● **Given records**:
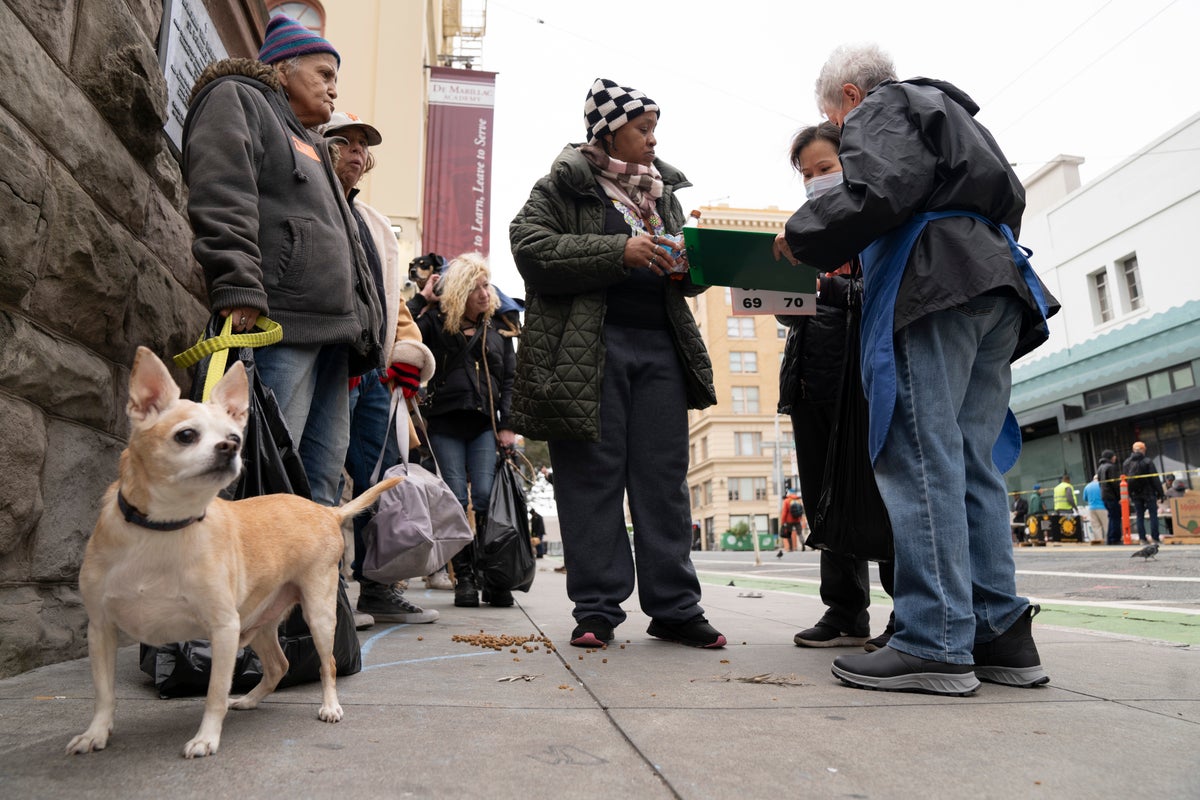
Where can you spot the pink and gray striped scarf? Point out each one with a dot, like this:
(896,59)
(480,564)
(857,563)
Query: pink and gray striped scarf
* * *
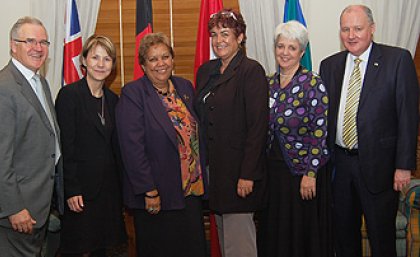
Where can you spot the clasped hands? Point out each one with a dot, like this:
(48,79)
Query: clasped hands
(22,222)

● **Problem statement**: Please write out the data as a numbered list, beginning with the line that contains "Where can you spot the pink" and continuing through the line that contains "Query: pink and gray striped scarf", and leave out any blank lines.

● **The result**:
1. Where can you spot the pink and gray striped scarf? Point out each one with a dot, like this:
2. (896,59)
3. (480,564)
4. (857,563)
5. Query: pink and gray striped scarf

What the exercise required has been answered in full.